> TASK OBJECTIVE
What is the number of lines in the listing below that include the string "white"? Answer with that number alone.

BEGIN SOURCE RECORDS

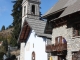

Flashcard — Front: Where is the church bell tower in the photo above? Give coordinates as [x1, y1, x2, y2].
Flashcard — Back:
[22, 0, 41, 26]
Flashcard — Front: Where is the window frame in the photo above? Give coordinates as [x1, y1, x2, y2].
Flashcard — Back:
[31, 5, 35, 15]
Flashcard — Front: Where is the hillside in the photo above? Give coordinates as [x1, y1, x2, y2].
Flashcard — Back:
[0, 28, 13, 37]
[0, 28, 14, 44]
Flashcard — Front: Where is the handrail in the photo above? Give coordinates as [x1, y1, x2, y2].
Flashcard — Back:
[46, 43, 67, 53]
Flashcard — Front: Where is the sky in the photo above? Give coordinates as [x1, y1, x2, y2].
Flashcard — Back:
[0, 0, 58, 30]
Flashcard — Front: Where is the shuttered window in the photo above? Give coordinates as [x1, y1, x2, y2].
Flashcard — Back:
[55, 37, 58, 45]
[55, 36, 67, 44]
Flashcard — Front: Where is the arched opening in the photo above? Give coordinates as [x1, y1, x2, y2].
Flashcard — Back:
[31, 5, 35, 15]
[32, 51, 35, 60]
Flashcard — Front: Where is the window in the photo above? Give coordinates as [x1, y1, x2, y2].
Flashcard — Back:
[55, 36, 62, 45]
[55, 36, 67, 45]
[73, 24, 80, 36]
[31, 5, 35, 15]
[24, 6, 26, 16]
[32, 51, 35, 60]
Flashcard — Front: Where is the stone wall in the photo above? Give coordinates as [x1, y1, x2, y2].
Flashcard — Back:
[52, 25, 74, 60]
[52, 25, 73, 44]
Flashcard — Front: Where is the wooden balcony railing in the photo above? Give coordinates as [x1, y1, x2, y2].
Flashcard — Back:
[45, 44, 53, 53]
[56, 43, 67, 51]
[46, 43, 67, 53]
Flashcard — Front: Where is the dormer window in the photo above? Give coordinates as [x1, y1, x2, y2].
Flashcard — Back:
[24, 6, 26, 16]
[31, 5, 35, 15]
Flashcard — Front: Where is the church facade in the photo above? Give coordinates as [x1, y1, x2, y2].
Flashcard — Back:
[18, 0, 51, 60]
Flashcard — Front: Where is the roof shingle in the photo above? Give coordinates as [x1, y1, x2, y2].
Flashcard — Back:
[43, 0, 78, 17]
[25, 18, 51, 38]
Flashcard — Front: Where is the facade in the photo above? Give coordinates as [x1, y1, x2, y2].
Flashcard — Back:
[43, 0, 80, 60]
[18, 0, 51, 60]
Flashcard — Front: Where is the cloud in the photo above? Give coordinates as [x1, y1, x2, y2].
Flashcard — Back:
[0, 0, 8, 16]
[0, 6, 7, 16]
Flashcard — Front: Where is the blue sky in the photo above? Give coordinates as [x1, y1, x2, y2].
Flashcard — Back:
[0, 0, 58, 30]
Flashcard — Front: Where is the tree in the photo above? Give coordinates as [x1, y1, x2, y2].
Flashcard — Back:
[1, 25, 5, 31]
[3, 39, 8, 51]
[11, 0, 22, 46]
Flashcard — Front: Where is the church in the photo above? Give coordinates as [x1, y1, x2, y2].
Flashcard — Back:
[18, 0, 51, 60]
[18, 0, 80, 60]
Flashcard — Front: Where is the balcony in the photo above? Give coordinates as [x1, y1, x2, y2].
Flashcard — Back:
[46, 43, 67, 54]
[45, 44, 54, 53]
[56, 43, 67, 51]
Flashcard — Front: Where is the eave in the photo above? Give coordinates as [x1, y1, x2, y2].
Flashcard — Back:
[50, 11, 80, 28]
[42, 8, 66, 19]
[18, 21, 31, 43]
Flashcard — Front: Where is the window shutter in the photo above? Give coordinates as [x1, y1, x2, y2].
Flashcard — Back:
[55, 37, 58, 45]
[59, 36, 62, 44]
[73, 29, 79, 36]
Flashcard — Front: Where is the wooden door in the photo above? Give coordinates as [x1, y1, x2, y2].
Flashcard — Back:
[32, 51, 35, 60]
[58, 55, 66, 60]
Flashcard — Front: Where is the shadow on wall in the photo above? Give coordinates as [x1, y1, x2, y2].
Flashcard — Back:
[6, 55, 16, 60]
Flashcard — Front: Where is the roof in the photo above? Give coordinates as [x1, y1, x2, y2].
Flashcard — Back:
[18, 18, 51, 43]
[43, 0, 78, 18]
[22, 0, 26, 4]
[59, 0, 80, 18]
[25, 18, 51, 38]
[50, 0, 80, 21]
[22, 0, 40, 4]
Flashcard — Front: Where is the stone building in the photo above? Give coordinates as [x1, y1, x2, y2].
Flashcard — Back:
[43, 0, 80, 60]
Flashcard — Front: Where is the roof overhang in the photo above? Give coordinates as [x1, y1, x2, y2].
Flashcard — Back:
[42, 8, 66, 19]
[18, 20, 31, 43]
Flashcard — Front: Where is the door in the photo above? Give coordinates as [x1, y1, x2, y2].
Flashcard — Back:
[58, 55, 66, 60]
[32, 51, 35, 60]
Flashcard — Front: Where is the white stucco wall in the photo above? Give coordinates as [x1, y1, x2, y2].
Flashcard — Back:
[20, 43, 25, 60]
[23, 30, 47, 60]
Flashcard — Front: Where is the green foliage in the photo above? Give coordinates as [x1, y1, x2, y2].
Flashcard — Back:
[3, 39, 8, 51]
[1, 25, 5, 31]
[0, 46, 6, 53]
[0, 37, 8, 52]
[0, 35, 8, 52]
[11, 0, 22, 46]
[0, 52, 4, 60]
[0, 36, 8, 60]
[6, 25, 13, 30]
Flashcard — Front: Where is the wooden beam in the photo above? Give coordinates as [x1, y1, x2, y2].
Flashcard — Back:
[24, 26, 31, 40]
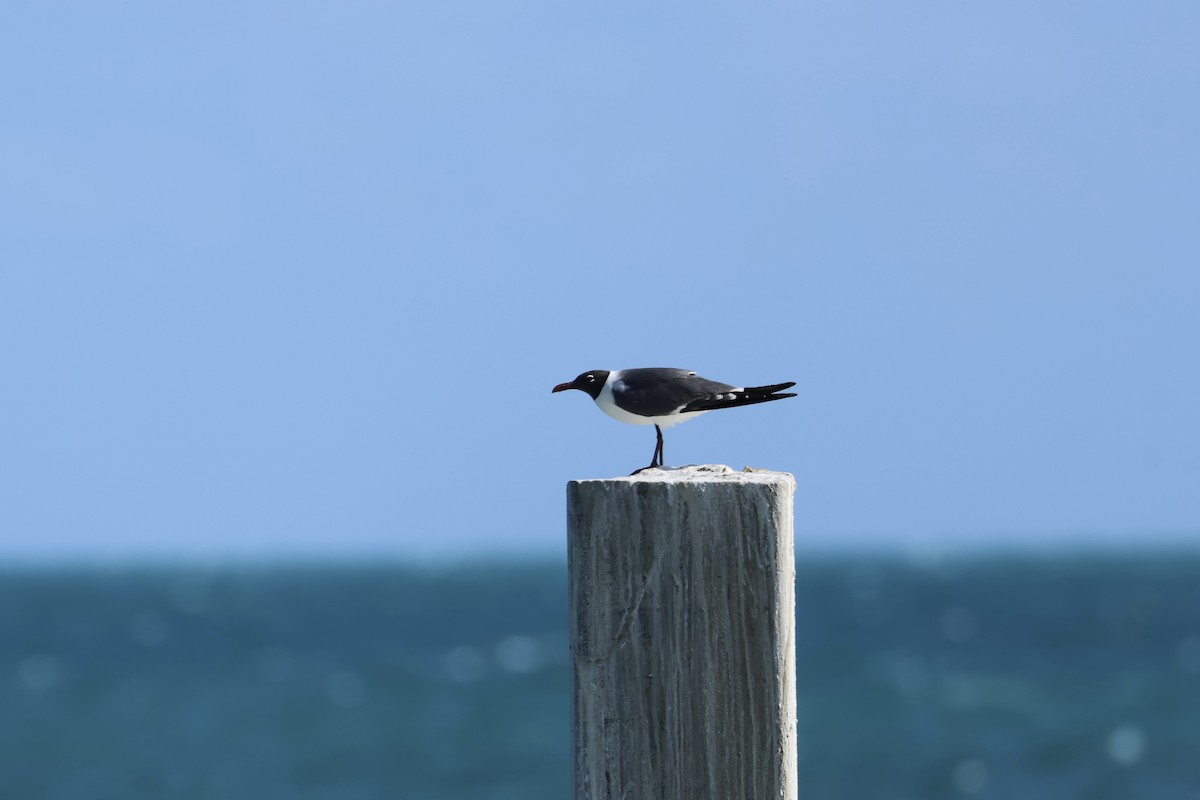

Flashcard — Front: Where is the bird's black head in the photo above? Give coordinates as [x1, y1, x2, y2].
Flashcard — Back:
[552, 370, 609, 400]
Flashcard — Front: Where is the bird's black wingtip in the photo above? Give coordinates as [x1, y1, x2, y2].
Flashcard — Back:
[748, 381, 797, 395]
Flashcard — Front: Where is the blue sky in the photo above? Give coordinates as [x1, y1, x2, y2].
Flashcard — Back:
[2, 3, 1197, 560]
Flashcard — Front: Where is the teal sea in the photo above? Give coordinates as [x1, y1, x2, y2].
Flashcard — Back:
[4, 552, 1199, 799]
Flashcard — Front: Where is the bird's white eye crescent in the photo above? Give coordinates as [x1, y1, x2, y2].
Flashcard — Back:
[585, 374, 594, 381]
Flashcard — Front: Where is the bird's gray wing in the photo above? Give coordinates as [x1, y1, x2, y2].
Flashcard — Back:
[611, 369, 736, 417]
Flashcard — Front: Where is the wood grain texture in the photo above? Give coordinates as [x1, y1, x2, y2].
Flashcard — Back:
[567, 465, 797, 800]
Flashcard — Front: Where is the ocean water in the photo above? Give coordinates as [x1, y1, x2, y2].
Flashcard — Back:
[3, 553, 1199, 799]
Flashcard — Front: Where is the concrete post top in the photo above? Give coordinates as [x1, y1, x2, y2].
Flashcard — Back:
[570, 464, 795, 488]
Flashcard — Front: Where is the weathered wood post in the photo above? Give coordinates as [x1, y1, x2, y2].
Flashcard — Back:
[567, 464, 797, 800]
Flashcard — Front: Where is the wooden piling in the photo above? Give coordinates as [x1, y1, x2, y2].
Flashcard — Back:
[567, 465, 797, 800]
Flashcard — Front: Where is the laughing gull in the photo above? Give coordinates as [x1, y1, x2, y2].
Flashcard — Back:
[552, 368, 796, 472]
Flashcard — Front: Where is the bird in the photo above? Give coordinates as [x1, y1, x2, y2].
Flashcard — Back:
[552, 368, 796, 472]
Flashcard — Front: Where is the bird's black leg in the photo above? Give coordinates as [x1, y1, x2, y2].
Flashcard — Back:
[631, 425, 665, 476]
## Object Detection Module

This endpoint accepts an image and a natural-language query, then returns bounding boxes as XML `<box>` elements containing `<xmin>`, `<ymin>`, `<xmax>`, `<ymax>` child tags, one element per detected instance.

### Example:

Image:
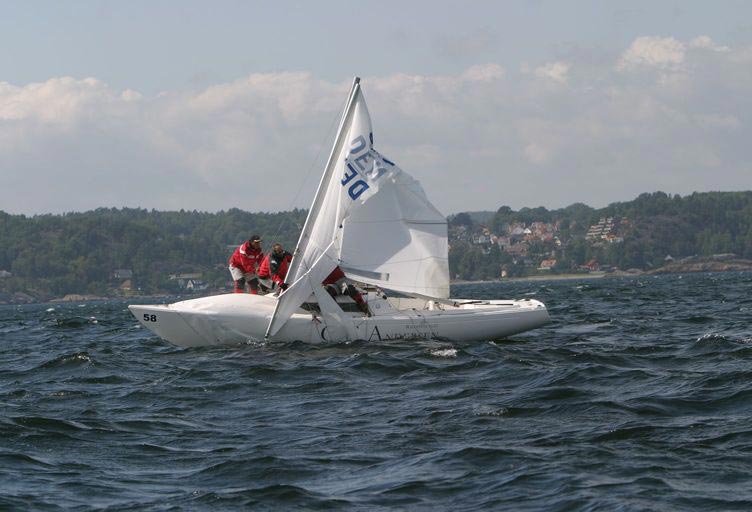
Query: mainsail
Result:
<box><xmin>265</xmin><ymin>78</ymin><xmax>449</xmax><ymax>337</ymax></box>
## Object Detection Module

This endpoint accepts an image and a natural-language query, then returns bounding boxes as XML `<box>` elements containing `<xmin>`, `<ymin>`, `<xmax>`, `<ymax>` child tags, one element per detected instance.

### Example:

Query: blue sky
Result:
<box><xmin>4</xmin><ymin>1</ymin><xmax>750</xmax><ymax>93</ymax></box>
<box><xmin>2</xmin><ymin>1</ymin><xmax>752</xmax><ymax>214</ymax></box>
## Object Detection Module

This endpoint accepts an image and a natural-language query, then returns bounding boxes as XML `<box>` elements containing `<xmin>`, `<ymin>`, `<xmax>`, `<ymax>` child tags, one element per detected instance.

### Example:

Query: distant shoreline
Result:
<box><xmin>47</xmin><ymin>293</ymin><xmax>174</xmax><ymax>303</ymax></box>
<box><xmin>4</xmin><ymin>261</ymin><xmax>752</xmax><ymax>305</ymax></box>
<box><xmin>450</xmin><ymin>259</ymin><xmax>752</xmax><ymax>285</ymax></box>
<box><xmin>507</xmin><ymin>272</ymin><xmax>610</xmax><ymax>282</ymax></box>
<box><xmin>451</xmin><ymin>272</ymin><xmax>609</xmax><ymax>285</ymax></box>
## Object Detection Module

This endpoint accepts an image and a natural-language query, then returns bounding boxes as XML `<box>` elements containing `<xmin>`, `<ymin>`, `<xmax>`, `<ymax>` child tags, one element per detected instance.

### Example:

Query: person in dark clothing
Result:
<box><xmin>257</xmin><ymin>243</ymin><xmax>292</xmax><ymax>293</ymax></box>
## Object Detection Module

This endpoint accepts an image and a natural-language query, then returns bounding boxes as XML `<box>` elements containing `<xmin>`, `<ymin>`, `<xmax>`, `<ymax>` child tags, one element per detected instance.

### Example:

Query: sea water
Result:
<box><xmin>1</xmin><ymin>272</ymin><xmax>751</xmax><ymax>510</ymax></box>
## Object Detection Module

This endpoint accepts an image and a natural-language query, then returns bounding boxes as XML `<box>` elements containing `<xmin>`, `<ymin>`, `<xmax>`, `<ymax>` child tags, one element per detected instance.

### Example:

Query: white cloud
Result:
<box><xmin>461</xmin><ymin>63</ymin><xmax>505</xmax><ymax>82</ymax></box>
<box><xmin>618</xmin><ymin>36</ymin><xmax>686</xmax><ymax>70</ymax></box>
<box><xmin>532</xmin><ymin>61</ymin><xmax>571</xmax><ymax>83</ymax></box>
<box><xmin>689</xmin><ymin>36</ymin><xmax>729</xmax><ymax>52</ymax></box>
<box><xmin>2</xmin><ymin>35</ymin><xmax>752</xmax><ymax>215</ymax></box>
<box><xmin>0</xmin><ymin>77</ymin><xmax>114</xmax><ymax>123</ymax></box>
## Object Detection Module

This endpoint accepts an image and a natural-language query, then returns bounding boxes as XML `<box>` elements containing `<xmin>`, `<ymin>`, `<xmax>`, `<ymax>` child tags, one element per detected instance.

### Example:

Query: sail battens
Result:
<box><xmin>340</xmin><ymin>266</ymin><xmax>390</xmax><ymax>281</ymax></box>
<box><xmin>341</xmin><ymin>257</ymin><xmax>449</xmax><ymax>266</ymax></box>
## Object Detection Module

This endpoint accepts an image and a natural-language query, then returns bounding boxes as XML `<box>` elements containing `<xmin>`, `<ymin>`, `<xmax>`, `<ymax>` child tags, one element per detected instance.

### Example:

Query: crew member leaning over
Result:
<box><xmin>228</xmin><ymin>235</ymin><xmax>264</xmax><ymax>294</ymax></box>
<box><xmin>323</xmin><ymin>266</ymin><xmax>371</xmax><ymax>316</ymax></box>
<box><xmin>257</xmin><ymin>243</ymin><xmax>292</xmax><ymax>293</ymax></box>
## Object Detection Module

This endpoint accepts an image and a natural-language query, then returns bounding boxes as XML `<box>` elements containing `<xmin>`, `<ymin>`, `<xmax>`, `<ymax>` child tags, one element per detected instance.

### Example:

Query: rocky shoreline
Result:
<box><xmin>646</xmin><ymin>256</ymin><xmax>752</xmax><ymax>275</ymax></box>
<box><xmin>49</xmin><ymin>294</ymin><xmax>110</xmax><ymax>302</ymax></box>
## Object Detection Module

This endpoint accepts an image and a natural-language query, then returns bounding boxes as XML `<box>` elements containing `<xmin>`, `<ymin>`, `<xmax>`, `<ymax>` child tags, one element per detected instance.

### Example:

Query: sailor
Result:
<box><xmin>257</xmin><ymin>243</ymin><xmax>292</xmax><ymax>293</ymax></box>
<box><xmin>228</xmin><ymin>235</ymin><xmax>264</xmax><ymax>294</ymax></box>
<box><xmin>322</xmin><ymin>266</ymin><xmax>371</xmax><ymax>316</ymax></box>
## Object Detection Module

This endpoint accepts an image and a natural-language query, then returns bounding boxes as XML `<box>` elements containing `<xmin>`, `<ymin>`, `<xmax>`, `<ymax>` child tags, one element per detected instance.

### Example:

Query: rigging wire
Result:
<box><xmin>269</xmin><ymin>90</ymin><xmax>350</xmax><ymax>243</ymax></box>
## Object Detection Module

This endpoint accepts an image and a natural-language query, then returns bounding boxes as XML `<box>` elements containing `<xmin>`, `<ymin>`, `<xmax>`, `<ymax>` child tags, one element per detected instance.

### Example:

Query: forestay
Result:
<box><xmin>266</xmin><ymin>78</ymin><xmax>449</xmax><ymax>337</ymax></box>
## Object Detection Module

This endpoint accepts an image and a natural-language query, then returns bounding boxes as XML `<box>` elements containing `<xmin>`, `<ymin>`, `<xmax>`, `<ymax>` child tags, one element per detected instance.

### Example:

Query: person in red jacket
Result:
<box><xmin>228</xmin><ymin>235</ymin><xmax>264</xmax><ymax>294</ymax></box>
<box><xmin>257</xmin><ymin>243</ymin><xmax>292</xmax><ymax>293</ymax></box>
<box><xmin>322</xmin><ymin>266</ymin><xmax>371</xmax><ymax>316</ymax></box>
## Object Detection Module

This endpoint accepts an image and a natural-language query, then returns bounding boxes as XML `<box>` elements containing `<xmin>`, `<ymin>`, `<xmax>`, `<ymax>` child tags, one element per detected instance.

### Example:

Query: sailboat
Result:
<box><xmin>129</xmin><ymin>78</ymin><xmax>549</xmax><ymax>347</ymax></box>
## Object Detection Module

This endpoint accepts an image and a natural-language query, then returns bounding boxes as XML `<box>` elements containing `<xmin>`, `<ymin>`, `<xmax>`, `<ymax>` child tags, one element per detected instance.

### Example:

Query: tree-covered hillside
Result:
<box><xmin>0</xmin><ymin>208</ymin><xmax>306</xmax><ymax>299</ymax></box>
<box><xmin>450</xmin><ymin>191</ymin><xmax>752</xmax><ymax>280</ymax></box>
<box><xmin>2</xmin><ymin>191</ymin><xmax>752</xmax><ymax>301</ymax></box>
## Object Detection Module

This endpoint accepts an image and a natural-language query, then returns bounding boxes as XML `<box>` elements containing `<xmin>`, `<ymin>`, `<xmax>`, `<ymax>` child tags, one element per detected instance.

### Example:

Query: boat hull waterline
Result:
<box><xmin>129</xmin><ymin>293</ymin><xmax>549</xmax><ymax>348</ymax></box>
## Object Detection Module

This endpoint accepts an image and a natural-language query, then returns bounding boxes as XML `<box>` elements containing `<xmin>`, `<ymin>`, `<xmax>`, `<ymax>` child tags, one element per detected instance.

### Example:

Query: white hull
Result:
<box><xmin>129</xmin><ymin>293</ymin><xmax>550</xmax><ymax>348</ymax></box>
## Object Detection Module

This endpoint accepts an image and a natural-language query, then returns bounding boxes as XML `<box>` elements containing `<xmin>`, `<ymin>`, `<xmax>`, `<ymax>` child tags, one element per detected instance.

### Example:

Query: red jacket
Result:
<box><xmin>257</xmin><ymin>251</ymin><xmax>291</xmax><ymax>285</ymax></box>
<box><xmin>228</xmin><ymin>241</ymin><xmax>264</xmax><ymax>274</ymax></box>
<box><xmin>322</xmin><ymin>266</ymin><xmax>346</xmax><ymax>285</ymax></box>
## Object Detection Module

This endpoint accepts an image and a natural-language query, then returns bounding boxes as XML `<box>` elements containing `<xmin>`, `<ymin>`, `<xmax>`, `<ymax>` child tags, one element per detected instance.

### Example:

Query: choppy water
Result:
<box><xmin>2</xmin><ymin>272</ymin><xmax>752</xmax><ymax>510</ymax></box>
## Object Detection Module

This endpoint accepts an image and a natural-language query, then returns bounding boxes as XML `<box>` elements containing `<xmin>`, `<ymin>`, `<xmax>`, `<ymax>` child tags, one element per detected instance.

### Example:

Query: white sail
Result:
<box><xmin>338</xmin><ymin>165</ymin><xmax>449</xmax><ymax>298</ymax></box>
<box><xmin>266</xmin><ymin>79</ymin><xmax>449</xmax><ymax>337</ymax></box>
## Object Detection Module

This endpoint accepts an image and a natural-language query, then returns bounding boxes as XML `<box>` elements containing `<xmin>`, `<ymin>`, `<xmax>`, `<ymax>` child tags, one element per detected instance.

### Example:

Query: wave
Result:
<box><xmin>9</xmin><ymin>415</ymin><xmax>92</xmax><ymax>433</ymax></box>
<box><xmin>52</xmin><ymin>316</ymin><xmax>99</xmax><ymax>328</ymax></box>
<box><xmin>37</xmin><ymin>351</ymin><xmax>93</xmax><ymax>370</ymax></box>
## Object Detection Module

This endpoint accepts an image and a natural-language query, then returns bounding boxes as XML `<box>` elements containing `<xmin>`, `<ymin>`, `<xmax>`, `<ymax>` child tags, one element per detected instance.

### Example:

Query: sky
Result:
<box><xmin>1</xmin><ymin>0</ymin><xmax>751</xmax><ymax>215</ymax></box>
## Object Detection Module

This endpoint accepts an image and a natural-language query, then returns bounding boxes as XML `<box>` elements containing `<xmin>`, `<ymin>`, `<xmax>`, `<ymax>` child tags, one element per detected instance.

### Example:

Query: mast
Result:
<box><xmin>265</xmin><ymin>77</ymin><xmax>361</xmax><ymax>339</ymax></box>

END SOURCE RECORDS

> ANSWER SECTION
5